**Exercise objective**: Please update the items below by putting "slide deck" in place of "presentation" and keeping everything else unchanged.

**Excerpted records**:
========
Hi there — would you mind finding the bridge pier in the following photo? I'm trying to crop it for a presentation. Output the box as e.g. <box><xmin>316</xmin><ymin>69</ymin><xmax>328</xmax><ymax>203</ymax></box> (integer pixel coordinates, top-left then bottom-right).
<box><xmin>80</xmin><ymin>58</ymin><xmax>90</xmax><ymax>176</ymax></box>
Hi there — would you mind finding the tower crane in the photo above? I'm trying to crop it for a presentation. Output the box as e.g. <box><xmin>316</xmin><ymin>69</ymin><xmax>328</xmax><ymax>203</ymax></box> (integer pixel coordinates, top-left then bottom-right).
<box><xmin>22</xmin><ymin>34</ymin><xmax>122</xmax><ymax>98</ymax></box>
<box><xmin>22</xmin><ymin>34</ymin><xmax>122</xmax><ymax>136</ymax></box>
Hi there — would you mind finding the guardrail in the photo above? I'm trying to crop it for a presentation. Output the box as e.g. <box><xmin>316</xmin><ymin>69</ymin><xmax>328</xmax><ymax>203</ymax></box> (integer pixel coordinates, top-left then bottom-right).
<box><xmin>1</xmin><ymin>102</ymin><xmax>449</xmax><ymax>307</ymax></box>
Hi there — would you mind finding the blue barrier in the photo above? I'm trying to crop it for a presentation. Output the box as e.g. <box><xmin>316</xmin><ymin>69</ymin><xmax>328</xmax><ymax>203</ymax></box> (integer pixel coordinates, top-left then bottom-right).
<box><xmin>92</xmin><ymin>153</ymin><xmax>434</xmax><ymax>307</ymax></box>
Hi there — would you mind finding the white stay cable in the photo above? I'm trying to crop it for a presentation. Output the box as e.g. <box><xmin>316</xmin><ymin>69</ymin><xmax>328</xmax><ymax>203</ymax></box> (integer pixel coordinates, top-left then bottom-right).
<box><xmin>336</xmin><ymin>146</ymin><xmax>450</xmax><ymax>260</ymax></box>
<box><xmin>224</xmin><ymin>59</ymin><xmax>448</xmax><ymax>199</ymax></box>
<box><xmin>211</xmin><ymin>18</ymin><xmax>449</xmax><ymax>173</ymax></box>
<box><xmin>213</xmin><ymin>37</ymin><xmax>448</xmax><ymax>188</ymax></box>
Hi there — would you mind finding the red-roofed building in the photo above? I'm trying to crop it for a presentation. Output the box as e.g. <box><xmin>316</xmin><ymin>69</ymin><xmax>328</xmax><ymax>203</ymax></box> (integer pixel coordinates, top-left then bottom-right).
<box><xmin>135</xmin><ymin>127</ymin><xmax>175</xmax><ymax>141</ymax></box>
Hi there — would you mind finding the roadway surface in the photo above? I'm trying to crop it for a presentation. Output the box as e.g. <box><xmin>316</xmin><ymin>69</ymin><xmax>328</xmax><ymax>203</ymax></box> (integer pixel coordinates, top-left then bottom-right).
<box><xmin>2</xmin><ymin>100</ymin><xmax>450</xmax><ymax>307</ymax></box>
========
**Complete response**:
Hi there — would you mind finding the bridge pier in the following photo? I'm trying to crop it for a slide deck. Output the box as e.g. <box><xmin>316</xmin><ymin>69</ymin><xmax>328</xmax><ymax>203</ymax></box> (integer pixel coordinates, top-left then bottom-right).
<box><xmin>80</xmin><ymin>58</ymin><xmax>90</xmax><ymax>176</ymax></box>
Hi there — would you mind finding the tower crane in the photo above? I'm trying to crop it for a slide deck. Output the box as e.g. <box><xmin>316</xmin><ymin>69</ymin><xmax>328</xmax><ymax>203</ymax></box> (integer pixel coordinates, top-left then bottom-right).
<box><xmin>22</xmin><ymin>34</ymin><xmax>122</xmax><ymax>98</ymax></box>
<box><xmin>22</xmin><ymin>34</ymin><xmax>122</xmax><ymax>136</ymax></box>
Hi there — would you mind finding the guardrail in the photo above? I'm trying to crop it for a slide deck. Output the box as e.g. <box><xmin>316</xmin><ymin>69</ymin><xmax>328</xmax><ymax>203</ymax></box> (integer pixel coordinates, top-left then bottom-right).
<box><xmin>1</xmin><ymin>102</ymin><xmax>449</xmax><ymax>307</ymax></box>
Hi there — would you mind finding the blue barrier in the photo above? I'm trying to crop it for a slide deck. Output the box as e.g. <box><xmin>316</xmin><ymin>69</ymin><xmax>328</xmax><ymax>203</ymax></box> (integer pixel coordinates, top-left then bottom-right).
<box><xmin>92</xmin><ymin>153</ymin><xmax>434</xmax><ymax>307</ymax></box>
Hi there — would you mind finding the white stay cable in the photo above? I'm trying to crop it for a slide deck. Output the box as e.g. <box><xmin>316</xmin><ymin>69</ymin><xmax>328</xmax><ymax>203</ymax></box> (integer pixel coordinates, top-left then bottom-right).
<box><xmin>336</xmin><ymin>146</ymin><xmax>450</xmax><ymax>260</ymax></box>
<box><xmin>224</xmin><ymin>59</ymin><xmax>448</xmax><ymax>199</ymax></box>
<box><xmin>211</xmin><ymin>18</ymin><xmax>449</xmax><ymax>173</ymax></box>
<box><xmin>213</xmin><ymin>37</ymin><xmax>448</xmax><ymax>188</ymax></box>
Hi there — would you mind finding the red-roofed building in the photo above? I'm trying to crop it for a slide deck. Output the box as e.g. <box><xmin>316</xmin><ymin>69</ymin><xmax>328</xmax><ymax>203</ymax></box> (integer pixel coordinates, top-left then bottom-right).
<box><xmin>135</xmin><ymin>127</ymin><xmax>175</xmax><ymax>141</ymax></box>
Hi there — would you mind finding the roadway surface in the photo above? I'm trying to crop it for a slide deck. Output the box as e.g. <box><xmin>316</xmin><ymin>69</ymin><xmax>328</xmax><ymax>203</ymax></box> (integer pixel coordinates, top-left then bottom-right).
<box><xmin>2</xmin><ymin>100</ymin><xmax>450</xmax><ymax>307</ymax></box>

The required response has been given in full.